Lead Scoring with ML-Powered Classification

Many customers use Snowflake as the basis of their Customer 360 - a single source of truth for all data about customers - to power marketing use cases. Often, it is valuable to use data about existing customers to make predictions about new customers. When a new customer comes in, knowing whether they are similar to your best existing customers is valuable, as that could justify spending additional marketing dollars targeting these customers across marketing channels. However, not all marketing teams have had the Machine Learning and AI expertise to build these models themselves.

Fortunately, Snowflake's ML-Powered Analysis makes these types of use cases more accessible - even to teams that just write SQL. The classification functionality enables data teams to quickly classify customers so that marketing teams can build and activate audiences.

Prerequisites

Access to a Snowflake account or use of the Snowflake free 30-day trial
Basic knowledge of SQL, database concepts, and objects

What You'll Learn

How to generate example customer data
How to build models using Snowflake's ML-Powered classification
How to use the model to produce audiences for marketing

What You'll Build

SQL scripts to build the relevant models and define audiences

If you do not have a Snowflake account, you can register for a Snowflake free 30-day trial. The cloud provider (AWS, Azure, Google Cloud), and Region (US East, EU, e.g.) do not matter for this lab. However, we suggest you select the region which is physically closest to you.

——————

__WHAT YOU WILL DO__: Copy out the entire lead scoring guide word for word. The data after this point is separate material and has no connection to the lead scoring guide.

——————

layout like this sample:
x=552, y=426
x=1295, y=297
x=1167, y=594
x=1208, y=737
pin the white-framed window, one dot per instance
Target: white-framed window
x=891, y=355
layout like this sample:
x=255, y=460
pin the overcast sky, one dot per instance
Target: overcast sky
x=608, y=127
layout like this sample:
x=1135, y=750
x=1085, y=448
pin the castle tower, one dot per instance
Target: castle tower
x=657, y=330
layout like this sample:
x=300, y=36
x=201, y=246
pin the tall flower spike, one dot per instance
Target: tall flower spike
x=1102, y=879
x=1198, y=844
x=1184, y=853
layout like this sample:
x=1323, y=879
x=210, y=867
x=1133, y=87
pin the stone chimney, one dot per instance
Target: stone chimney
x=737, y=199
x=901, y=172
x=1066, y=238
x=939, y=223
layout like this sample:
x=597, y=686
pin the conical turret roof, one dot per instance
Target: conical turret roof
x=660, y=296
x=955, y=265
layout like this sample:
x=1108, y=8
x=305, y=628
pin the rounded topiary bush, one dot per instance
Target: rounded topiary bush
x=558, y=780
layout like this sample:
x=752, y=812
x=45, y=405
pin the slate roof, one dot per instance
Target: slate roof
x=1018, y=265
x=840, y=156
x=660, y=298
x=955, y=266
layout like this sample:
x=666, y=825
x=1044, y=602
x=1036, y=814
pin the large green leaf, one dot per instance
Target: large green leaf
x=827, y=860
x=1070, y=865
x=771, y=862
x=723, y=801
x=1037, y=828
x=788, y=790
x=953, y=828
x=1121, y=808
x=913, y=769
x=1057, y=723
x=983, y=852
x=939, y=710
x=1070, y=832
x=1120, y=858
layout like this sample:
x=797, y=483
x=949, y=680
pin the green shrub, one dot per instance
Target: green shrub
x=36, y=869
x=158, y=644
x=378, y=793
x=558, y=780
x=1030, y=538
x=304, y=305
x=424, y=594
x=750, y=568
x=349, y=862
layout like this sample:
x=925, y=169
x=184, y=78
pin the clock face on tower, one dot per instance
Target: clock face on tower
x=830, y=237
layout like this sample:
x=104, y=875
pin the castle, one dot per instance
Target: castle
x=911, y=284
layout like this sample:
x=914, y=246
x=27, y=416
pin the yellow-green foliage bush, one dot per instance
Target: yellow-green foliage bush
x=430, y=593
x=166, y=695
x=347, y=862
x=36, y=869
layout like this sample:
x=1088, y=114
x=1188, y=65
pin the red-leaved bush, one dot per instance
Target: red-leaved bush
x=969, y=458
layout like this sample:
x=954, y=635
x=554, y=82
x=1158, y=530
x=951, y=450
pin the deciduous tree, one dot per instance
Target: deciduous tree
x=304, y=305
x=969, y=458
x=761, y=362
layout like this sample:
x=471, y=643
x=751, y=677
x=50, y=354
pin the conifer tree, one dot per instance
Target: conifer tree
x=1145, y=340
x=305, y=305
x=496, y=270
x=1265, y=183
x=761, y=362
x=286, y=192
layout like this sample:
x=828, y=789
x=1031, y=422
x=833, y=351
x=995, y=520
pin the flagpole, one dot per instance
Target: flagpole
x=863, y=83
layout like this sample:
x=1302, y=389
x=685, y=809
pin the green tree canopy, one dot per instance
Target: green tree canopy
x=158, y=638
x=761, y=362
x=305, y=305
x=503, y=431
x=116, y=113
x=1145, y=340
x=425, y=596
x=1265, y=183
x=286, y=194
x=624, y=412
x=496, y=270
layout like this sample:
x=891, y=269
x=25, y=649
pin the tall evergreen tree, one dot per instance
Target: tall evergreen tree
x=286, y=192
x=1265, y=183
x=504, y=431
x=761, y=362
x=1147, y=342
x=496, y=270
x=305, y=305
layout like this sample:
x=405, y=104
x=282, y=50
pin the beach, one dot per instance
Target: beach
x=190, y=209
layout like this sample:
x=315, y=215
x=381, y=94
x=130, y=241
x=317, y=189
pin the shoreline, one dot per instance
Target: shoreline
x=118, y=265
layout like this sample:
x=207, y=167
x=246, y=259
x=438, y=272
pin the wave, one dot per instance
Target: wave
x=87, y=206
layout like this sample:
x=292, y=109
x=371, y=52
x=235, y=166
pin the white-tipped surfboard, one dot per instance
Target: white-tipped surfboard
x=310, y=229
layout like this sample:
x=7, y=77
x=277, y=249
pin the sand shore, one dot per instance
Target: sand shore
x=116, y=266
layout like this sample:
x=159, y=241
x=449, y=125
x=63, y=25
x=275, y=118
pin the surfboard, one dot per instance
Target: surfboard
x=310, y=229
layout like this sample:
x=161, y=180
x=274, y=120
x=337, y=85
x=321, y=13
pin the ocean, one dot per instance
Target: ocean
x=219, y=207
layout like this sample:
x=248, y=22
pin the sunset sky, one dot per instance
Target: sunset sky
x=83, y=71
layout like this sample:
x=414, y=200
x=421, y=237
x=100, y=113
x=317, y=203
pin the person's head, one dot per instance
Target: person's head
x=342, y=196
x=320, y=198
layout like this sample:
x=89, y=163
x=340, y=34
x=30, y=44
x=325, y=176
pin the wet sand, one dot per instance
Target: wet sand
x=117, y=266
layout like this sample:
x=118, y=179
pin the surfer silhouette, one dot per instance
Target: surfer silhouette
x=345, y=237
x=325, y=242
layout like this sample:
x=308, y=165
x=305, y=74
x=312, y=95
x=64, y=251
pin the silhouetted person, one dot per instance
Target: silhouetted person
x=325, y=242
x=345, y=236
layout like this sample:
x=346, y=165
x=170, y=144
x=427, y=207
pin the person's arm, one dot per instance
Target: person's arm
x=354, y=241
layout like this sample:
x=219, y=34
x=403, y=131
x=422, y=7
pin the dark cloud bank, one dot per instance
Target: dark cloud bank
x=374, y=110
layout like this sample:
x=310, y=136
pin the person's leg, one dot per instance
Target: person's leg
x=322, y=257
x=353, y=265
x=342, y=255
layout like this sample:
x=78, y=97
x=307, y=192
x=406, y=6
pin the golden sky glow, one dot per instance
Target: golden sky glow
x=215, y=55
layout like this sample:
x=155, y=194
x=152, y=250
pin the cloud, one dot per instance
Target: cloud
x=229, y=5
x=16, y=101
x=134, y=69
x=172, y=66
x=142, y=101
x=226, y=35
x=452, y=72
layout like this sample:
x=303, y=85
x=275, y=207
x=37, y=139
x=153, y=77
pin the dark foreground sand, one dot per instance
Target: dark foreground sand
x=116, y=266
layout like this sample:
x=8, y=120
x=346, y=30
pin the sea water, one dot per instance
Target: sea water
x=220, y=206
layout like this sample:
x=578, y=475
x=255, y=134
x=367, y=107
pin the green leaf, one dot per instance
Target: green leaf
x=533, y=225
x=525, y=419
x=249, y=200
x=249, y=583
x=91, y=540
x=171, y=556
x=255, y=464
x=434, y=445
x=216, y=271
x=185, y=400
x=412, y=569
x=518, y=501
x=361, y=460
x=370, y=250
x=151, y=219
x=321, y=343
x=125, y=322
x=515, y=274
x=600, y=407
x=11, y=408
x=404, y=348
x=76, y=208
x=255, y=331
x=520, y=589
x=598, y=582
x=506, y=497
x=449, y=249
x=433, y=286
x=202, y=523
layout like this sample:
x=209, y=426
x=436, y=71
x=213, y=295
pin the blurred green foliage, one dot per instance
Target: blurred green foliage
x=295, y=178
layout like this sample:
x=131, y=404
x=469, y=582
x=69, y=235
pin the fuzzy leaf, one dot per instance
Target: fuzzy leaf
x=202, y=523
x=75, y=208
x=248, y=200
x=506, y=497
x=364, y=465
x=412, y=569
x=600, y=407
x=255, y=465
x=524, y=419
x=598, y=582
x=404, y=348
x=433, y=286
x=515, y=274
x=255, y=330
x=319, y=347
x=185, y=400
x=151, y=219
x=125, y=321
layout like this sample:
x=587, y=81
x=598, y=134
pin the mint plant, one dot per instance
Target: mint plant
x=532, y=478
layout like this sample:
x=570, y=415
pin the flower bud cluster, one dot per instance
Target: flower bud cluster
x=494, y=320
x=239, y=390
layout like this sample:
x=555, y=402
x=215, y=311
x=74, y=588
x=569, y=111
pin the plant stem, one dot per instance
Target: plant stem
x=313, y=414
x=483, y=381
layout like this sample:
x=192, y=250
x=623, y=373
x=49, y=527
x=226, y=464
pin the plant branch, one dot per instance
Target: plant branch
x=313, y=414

——————

__TASK OUTPUT__:
Lead Scoring with ML-Powered Classification

Many customers use Snowflake as the basis of their Customer 360 - a single source of truth for all data about customers - to power marketing use cases. Often, it is valuable to use data about existing customers to make predictions about new customers. When a new customer comes in, knowing whether they are similar to your best existing customers is valuable, as that could justify spending additional marketing dollars targeting these customers across marketing channels. However, not all marketing teams have had the Machine Learning and AI expertise to build these models themselves.

Fortunately, Snowflake's ML-Powered Analysis makes these types of use cases more accessible - even to teams that just write SQL. The classification functionality enables data teams to quickly classify customers so that marketing teams can build and activate audiences.

Prerequisites

Access to a Snowflake account or use of the Snowflake free 30-day trial
Basic knowledge of SQL, database concepts, and objects

What You'll Learn

How to generate example customer data
How to build models using Snowflake's ML-Powered classification
How to use the model to produce audiences for marketing

What You'll Build

SQL scripts to build the relevant models and define audiences

If you do not have a Snowflake account, you can register for a Snowflake free 30-day trial. The cloud provider (AWS, Azure, Google Cloud), and Region (US East, EU, e.g.) do not matter for this lab. However, we suggest you select the region which is physically closest to you.